Source material:
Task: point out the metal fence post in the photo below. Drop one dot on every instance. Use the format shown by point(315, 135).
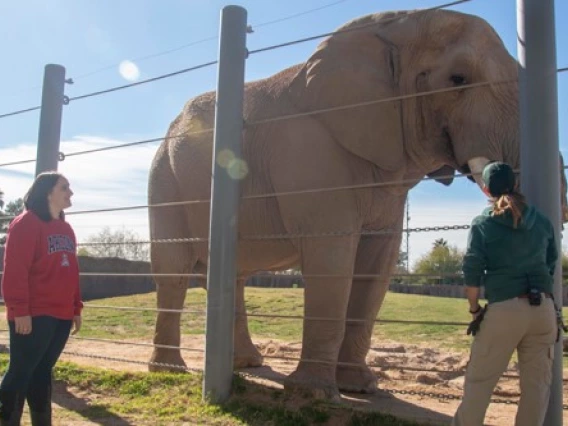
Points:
point(228, 169)
point(540, 179)
point(50, 118)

Your task: Repeat the listing exactly, minus its pictures.

Completed exercise:
Task: point out the metal fence post in the photo below. Drop one dot on every instance. Use the format shown by point(315, 135).
Points:
point(228, 169)
point(540, 179)
point(50, 118)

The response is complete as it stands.